▶ Activities
A - List every kind of device to which the Audubon Birds app article says the free app can be downloaded.
B - In the Audubon Birds app article, why can the images of each species be enlarged?
C - Continue the Audubon Birds app article from its last sentence.

Our August 2016 Resource of the Month explores diversity and variation in the great outdoors. Audubon Guides, in collaboration with the National Audubon Society, has created an amazing virtual library of user-friendly birding information – more than 3,150 images, maps, and bird calls in a fact-filled digital guide. The free app can be downloaded to iPhones, iPads, and iPods, Android phones and tablets, Kindle Fire tablets, HP Touchpads, and NOOK tablets. And, as you’ll see below, this birding app even has a lot in common with Pokémon Go!
Access information about the Audubon Birds app through http://www.audubonguides.com/field-guides/bird-identification-app.html. Clicking on “Audubon Birds App Trailer” opens a brief YouTube video complete with melodramatic music and critics’ reviews (e.g., “an invaluable … tool for North American bird-watchers – PC World”). The app’s multiple stunning images of birds, many accompanied by audio (over eight hours of calls/songs!), and facts about behavior, range, nesting, and sightings will soon be: “Coming to a device near you.”
Students (and teachers) can narrow their search for birds by state/province and month, or focus on birds that are common, or rare, to a specific location. Sort birds by their common or scientific names, or by song/call types and patterns, habitats, wing shapes, shape, or size. Each of the 771+ avian species appears in several images, which can be enlarged to view the fine details. A “journal” feature lets users record their own sightings and share them with friends via email or Facebook.

▶ Information shown
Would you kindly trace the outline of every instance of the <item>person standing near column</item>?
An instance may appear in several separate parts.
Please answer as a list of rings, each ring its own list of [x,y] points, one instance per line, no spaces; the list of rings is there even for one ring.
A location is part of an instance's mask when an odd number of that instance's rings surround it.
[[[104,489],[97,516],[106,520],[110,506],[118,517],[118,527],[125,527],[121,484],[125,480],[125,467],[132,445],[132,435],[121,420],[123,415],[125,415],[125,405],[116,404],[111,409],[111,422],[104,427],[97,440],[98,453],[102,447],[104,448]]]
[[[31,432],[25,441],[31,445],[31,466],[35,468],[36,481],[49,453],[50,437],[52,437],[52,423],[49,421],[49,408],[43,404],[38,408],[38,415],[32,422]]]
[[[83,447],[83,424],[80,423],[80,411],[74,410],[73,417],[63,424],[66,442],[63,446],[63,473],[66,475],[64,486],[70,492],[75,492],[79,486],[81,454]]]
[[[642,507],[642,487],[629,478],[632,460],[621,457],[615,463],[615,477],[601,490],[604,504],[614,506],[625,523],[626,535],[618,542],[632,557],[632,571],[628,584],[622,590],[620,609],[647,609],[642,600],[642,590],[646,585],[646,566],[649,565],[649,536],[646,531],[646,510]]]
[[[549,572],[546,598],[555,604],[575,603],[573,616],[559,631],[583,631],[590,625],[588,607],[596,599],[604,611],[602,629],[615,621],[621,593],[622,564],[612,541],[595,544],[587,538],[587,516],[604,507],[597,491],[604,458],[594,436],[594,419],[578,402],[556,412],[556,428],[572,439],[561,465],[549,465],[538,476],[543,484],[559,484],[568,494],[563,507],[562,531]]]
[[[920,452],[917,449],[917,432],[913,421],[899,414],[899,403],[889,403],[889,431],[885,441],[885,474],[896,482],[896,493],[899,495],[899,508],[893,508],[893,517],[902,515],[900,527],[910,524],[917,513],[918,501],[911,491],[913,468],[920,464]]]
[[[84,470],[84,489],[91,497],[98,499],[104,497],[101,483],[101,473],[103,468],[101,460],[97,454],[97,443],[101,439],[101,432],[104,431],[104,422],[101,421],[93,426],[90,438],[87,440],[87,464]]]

▶ Answers
A - iPhones, iPads, iPods, Android phones and tablets, Kindle Fire tablets, HP Touchpads, and NOOK tablets.

B - The images of each of the 771+ avian species can be enlarged so that users can view the fine details.

C -
This app is “the most comprehensive digital field guide to North American Birds” and was a finalist in the 2010 Appy Awards. It also received five stars from Common Sense Media, who rated it 5 out of 5 for Ease of Play and 5 out of 5 for Educational Value. Devoted genome fans may also want to click on “Home” (at left, just above the Audubon Birds Trailer) then scroll down to “top stories,” which currently lists: “Genes Play a Big Role in Songbirds’ Travel Plans.” Or click on “News” and select “What’s New” from the menu for an article that compares birding to Pokémon Go (http://www.audubon.org/news/are-you-birder-or-pokemon-go-master). Oddly, Pokémon Go is now estimated to have 700+ “species,” too! Pokémon players, and birders of all ages, can combine their passions to find wee critters – virtual and real – hiding in plain sight!
About the Creators:
The Audubon Birds app was created by Audubon Guides and the National Audubon Society (NAS). The NAS mission is to employ expertise in science, education, and policy to achieve its goals of protecting and restoring local habitats and implementing policies that safeguard birds, other wildlife, and natural resources. NAS’s efforts stretch across the United States and beyond, throughout North and South America.